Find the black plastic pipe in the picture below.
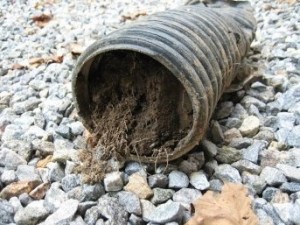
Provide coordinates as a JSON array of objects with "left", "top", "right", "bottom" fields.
[{"left": 72, "top": 0, "right": 256, "bottom": 163}]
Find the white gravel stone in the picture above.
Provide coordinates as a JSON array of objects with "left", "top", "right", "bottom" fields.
[
  {"left": 14, "top": 200, "right": 49, "bottom": 225},
  {"left": 214, "top": 164, "right": 242, "bottom": 183},
  {"left": 189, "top": 171, "right": 210, "bottom": 190},
  {"left": 168, "top": 171, "right": 189, "bottom": 189},
  {"left": 276, "top": 164, "right": 300, "bottom": 182},
  {"left": 260, "top": 166, "right": 287, "bottom": 186},
  {"left": 141, "top": 200, "right": 184, "bottom": 224},
  {"left": 239, "top": 116, "right": 260, "bottom": 137},
  {"left": 104, "top": 171, "right": 124, "bottom": 192},
  {"left": 1, "top": 170, "right": 16, "bottom": 184},
  {"left": 43, "top": 199, "right": 79, "bottom": 225}
]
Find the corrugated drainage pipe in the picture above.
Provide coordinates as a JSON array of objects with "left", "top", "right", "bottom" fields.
[{"left": 72, "top": 1, "right": 256, "bottom": 163}]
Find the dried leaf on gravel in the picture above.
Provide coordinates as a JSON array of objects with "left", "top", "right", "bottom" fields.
[
  {"left": 121, "top": 9, "right": 147, "bottom": 21},
  {"left": 12, "top": 63, "right": 27, "bottom": 70},
  {"left": 277, "top": 0, "right": 297, "bottom": 4},
  {"left": 70, "top": 43, "right": 84, "bottom": 55},
  {"left": 28, "top": 55, "right": 63, "bottom": 67},
  {"left": 185, "top": 183, "right": 259, "bottom": 225},
  {"left": 34, "top": 0, "right": 56, "bottom": 9},
  {"left": 32, "top": 13, "right": 53, "bottom": 27},
  {"left": 29, "top": 57, "right": 45, "bottom": 65},
  {"left": 46, "top": 54, "right": 64, "bottom": 64}
]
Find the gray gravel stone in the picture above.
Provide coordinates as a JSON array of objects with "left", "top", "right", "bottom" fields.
[
  {"left": 187, "top": 152, "right": 205, "bottom": 169},
  {"left": 280, "top": 84, "right": 300, "bottom": 111},
  {"left": 44, "top": 183, "right": 68, "bottom": 213},
  {"left": 12, "top": 98, "right": 41, "bottom": 115},
  {"left": 14, "top": 200, "right": 49, "bottom": 225},
  {"left": 178, "top": 160, "right": 198, "bottom": 175},
  {"left": 104, "top": 171, "right": 124, "bottom": 192},
  {"left": 242, "top": 172, "right": 266, "bottom": 195},
  {"left": 260, "top": 166, "right": 287, "bottom": 186},
  {"left": 96, "top": 195, "right": 128, "bottom": 225},
  {"left": 125, "top": 161, "right": 145, "bottom": 176},
  {"left": 262, "top": 187, "right": 281, "bottom": 202},
  {"left": 0, "top": 199, "right": 14, "bottom": 225},
  {"left": 241, "top": 96, "right": 266, "bottom": 111},
  {"left": 43, "top": 199, "right": 79, "bottom": 225},
  {"left": 229, "top": 138, "right": 253, "bottom": 149},
  {"left": 231, "top": 103, "right": 248, "bottom": 119},
  {"left": 287, "top": 125, "right": 300, "bottom": 147},
  {"left": 232, "top": 160, "right": 261, "bottom": 174},
  {"left": 61, "top": 174, "right": 81, "bottom": 192},
  {"left": 148, "top": 174, "right": 168, "bottom": 188},
  {"left": 9, "top": 197, "right": 22, "bottom": 213},
  {"left": 189, "top": 171, "right": 209, "bottom": 190},
  {"left": 200, "top": 139, "right": 218, "bottom": 158},
  {"left": 242, "top": 140, "right": 266, "bottom": 163},
  {"left": 277, "top": 164, "right": 300, "bottom": 182},
  {"left": 277, "top": 112, "right": 295, "bottom": 129},
  {"left": 216, "top": 146, "right": 242, "bottom": 164},
  {"left": 256, "top": 209, "right": 275, "bottom": 225},
  {"left": 168, "top": 171, "right": 189, "bottom": 189},
  {"left": 67, "top": 186, "right": 84, "bottom": 201},
  {"left": 77, "top": 201, "right": 97, "bottom": 215},
  {"left": 204, "top": 160, "right": 218, "bottom": 176},
  {"left": 254, "top": 128, "right": 275, "bottom": 144},
  {"left": 117, "top": 191, "right": 142, "bottom": 215},
  {"left": 239, "top": 115, "right": 260, "bottom": 137},
  {"left": 208, "top": 179, "right": 223, "bottom": 192},
  {"left": 31, "top": 140, "right": 54, "bottom": 156},
  {"left": 52, "top": 142, "right": 77, "bottom": 158},
  {"left": 70, "top": 216, "right": 87, "bottom": 225},
  {"left": 2, "top": 140, "right": 33, "bottom": 161},
  {"left": 225, "top": 117, "right": 242, "bottom": 129},
  {"left": 16, "top": 165, "right": 41, "bottom": 183},
  {"left": 68, "top": 121, "right": 85, "bottom": 136},
  {"left": 210, "top": 120, "right": 224, "bottom": 144},
  {"left": 19, "top": 193, "right": 33, "bottom": 206},
  {"left": 273, "top": 203, "right": 294, "bottom": 225},
  {"left": 291, "top": 199, "right": 300, "bottom": 225},
  {"left": 129, "top": 214, "right": 144, "bottom": 225},
  {"left": 80, "top": 183, "right": 105, "bottom": 202},
  {"left": 151, "top": 188, "right": 174, "bottom": 205},
  {"left": 55, "top": 125, "right": 71, "bottom": 139},
  {"left": 141, "top": 200, "right": 184, "bottom": 224},
  {"left": 215, "top": 101, "right": 234, "bottom": 119},
  {"left": 172, "top": 188, "right": 201, "bottom": 209},
  {"left": 0, "top": 148, "right": 26, "bottom": 170},
  {"left": 48, "top": 162, "right": 65, "bottom": 182},
  {"left": 214, "top": 164, "right": 241, "bottom": 183},
  {"left": 84, "top": 206, "right": 102, "bottom": 225},
  {"left": 1, "top": 170, "right": 17, "bottom": 184},
  {"left": 280, "top": 182, "right": 300, "bottom": 193}
]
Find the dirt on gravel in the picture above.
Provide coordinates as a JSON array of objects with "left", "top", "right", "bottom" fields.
[{"left": 76, "top": 51, "right": 193, "bottom": 183}]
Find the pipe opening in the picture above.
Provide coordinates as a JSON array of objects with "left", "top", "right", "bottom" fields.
[{"left": 87, "top": 50, "right": 193, "bottom": 158}]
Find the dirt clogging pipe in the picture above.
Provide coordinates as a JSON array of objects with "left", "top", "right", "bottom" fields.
[{"left": 72, "top": 0, "right": 257, "bottom": 164}]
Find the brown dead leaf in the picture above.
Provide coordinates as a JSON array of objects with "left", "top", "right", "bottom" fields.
[
  {"left": 45, "top": 54, "right": 64, "bottom": 64},
  {"left": 70, "top": 43, "right": 84, "bottom": 55},
  {"left": 186, "top": 183, "right": 259, "bottom": 225},
  {"left": 34, "top": 0, "right": 56, "bottom": 9},
  {"left": 121, "top": 10, "right": 147, "bottom": 21},
  {"left": 32, "top": 13, "right": 53, "bottom": 27},
  {"left": 28, "top": 55, "right": 63, "bottom": 67},
  {"left": 29, "top": 57, "right": 45, "bottom": 65},
  {"left": 277, "top": 0, "right": 297, "bottom": 4},
  {"left": 37, "top": 155, "right": 53, "bottom": 168},
  {"left": 12, "top": 63, "right": 27, "bottom": 70}
]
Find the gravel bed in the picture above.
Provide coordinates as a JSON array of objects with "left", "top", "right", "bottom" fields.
[{"left": 0, "top": 0, "right": 300, "bottom": 224}]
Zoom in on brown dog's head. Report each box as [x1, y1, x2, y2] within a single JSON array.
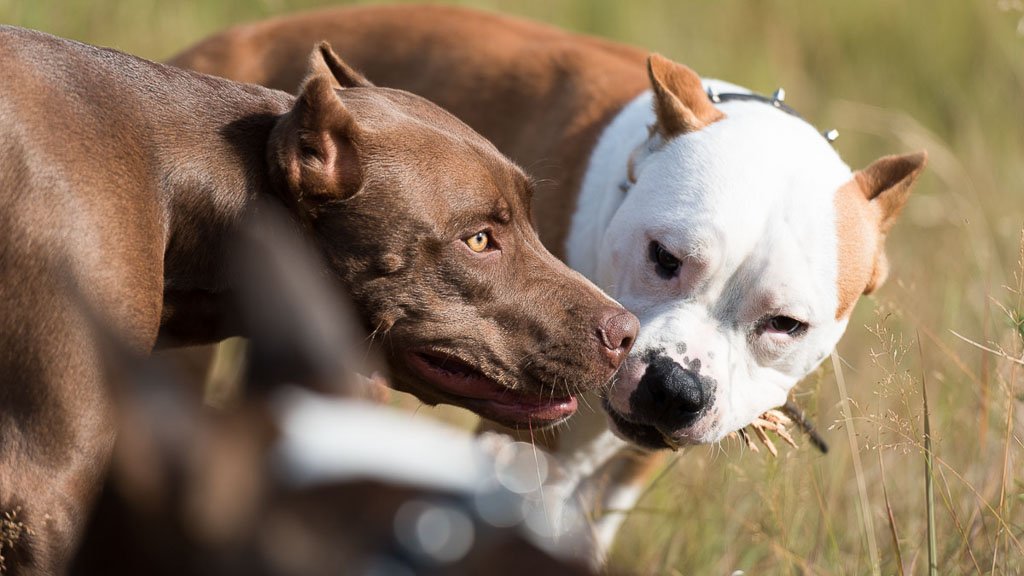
####################
Work to complete: Please repeat, exactly and with nothing else, the lines from the one containing "Find the gravel bed in the picture above." to the last line of the entries, both included, excluding any pictures.

Your response:
Find the gravel bed in the picture above.
Provide coordinates as a JSON array of objects with "left", "top", "right", "bottom" fields.
[{"left": 0, "top": 0, "right": 300, "bottom": 224}]
Zoom in on brown dog's head. Report each box as [x1, y1, x2, y2] within a single JSON array.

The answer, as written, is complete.